## REQUIREMENTS
Could you extract every entry below and reproduce it exactly?

## DATA LINES
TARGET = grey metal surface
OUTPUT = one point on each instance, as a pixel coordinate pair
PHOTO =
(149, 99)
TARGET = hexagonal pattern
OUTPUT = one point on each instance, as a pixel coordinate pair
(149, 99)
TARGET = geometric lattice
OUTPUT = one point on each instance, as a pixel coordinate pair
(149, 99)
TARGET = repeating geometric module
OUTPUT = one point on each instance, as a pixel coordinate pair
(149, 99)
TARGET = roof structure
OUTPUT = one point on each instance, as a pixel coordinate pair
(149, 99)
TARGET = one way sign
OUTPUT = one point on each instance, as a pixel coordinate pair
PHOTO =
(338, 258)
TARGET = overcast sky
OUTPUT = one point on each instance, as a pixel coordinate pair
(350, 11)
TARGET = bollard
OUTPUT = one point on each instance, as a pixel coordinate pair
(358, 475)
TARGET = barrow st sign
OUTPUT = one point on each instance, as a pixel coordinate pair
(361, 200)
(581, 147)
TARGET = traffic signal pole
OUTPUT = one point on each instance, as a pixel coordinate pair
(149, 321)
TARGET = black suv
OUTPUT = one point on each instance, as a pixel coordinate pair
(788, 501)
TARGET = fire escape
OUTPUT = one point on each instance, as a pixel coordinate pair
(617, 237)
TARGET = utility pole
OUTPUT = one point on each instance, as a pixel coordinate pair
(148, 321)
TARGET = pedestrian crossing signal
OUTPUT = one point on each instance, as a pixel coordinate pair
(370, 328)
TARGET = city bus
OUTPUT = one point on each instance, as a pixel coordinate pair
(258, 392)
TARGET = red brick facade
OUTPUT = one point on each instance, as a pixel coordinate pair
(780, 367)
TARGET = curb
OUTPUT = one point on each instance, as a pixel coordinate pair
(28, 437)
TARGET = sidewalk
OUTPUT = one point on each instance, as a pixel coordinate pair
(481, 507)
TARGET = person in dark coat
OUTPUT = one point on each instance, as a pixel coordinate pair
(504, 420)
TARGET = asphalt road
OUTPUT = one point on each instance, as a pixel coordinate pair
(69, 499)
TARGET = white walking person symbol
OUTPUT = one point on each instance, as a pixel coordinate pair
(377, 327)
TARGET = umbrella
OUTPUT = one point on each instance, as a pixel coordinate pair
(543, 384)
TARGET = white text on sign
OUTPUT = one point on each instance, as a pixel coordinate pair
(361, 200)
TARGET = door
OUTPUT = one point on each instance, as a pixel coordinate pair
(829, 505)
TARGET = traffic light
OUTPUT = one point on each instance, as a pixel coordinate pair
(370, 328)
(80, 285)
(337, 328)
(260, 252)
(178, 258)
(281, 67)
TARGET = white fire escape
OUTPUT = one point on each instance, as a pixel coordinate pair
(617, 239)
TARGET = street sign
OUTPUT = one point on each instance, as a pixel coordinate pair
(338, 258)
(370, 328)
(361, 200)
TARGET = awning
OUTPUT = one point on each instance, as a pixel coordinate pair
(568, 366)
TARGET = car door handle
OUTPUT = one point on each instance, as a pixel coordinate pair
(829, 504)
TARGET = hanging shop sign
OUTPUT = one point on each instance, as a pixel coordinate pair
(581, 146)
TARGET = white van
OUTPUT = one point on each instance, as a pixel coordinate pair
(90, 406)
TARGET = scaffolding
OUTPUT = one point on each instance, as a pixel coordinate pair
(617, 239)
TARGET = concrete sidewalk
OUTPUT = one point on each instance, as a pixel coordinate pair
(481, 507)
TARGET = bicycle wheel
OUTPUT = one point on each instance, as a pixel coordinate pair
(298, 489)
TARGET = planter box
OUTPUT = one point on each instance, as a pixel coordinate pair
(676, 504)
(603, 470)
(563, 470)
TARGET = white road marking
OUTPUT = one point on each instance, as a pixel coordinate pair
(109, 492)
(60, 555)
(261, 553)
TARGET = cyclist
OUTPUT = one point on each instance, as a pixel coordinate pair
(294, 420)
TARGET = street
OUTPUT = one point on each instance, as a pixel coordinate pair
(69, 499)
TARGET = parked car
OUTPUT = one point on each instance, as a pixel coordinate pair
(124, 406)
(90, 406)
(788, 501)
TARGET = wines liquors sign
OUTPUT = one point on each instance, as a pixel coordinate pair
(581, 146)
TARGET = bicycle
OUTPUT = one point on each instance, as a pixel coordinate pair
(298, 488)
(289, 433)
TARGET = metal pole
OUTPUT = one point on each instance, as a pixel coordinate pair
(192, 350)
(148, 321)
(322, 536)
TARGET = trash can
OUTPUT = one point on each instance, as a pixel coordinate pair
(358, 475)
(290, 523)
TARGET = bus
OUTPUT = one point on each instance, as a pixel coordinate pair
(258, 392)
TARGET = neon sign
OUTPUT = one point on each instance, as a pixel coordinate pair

## WORKED SOLUTION
TARGET = grey metal surface
OUTPUT = one point on each instance, as a pixel coordinate pair
PHOTO =
(149, 99)
TARGET = hexagonal pattern
OUTPUT = one point on each instance, as a pixel coordinate pair
(149, 99)
TARGET = geometric lattice
OUTPUT = one point on each instance, as a pixel coordinate pair
(149, 99)
TARGET = repeating geometric module
OUTPUT = one point on each instance, as a pixel coordinate pair
(149, 99)
TARGET = roof structure
OUTPUT = one point on each instance, as a pixel coordinate pair
(149, 99)
TARGET = one way sign
OUTPUT = one point on each instance, as a pixel coordinate pair
PHOTO =
(338, 258)
TARGET = overcast sky
OUTPUT = one point on each instance, as a pixel coordinate pair
(350, 11)
TARGET = bollard
OUTPUT = one point on each instance, as a pixel coordinate pair
(358, 475)
TARGET = barrow st sign
OUTPUT = one point on each instance, as a pixel coordinate pair
(361, 200)
(581, 147)
TARGET = traffic signal pole
OUTPUT = one point on each instance, as a pixel coordinate pair
(149, 321)
TARGET = black suv
OUTPUT = one point on each instance, as a pixel coordinate pair
(788, 501)
TARGET = fire escape
OUTPUT = one point on each instance, as a pixel coordinate pair
(617, 237)
TARGET = utility pole
OUTPUT = one point on each instance, as a pixel coordinate pair
(148, 321)
TARGET = pedestrian crossing signal
OUTPUT = one point on each instance, as a pixel coordinate pair
(370, 328)
TARGET = city bus
OUTPUT = one point on each instance, as a pixel coordinate pair
(258, 392)
TARGET = red brick facade
OUTPUT = one point on each instance, as a pixel coordinate pair
(780, 367)
TARGET = curb
OUTPUT = one point on each instance, as a pixel coordinate pair
(28, 437)
TARGET = sidewalk
OUTPUT = one point on each instance, as a pixel coordinate pair
(481, 507)
TARGET = person in dark coat
OUTPUT = one point on each instance, as a pixel coordinate pair
(504, 420)
TARGET = asphalt road
OUTPUT = one point on each instance, as a pixel coordinate pair
(69, 499)
TARGET = white walking person symbol
OUTPUT = one point on each instance, as a pixel coordinate pair
(377, 327)
TARGET = umbrella
OUTPUT = one point on each instance, as a pixel coordinate pair
(543, 384)
TARGET = white text on sign
OUTPUT = one point on each instance, as a pixel coordinate pair
(361, 200)
TARGET = door
OUTPUT = one point on each instance, as a pixel coordinate pair
(829, 505)
TARGET = traffic light
OUTPUT = one point on each instance, as a pixel coordinate pair
(370, 328)
(80, 285)
(337, 328)
(260, 252)
(178, 258)
(281, 67)
TARGET = white fire escape
OUTPUT = one point on each instance, as a pixel coordinate pair
(617, 239)
TARGET = street sign
OUTPUT = one point on each instance, as a pixel coordinate pair
(338, 258)
(370, 328)
(361, 200)
TARGET = awning
OUTPUT = one point on each instance, as a pixel coordinate pair
(568, 366)
TARGET = car door handle
OUTPUT = one point on each instance, as a pixel coordinate pair
(829, 504)
TARGET = hanging shop sign
OUTPUT = one point on each instance, as a pixel coordinate pair
(581, 146)
TARGET = white van
OUTPUT = one point on each instance, as a pixel coordinate pair
(90, 406)
TARGET = scaffolding
OUTPUT = one point on each instance, as a pixel coordinate pair
(617, 239)
TARGET = concrete sidewalk
OUTPUT = one point on each instance, as a pixel coordinate pair
(481, 507)
TARGET = bicycle wheel
OUTPUT = one point on each instance, as a pixel coordinate pair
(298, 489)
TARGET = planter box
OUTPUT = one point on each instance, as a pixel coordinate pair
(676, 504)
(603, 470)
(563, 470)
TARGET = white road marking
OUTPUT = one point on each instance, as a pixel coordinate pair
(109, 492)
(60, 555)
(261, 553)
TARGET = cyclist
OUTPUT = one point on each instance, as a pixel coordinate pair
(294, 420)
TARGET = street
OUTPUT = one point on each instance, as a pixel coordinate pair
(69, 499)
TARGET = parked car
OUTPUT = one point on each instance, as a pixel coordinate pair
(124, 406)
(90, 406)
(788, 501)
TARGET = wines liquors sign
OUTPUT = one point on each instance, as a pixel coordinate pair
(581, 146)
TARGET = bicycle
OUTPUT = one point on each instance, as a pixel coordinate pair
(298, 488)
(289, 433)
TARGET = metal pole
OUTPUT = one point on each instance, as a pixel coordinate pair
(192, 350)
(148, 321)
(322, 536)
TARGET = trash can
OUTPUT = one point on each instance, as a pixel coordinate pair
(358, 475)
(290, 523)
TARGET = bus
OUTPUT = one point on each instance, as a pixel coordinate pair
(258, 392)
TARGET = neon sign
OUTPUT = one point on each instance, as a pixel coordinate pair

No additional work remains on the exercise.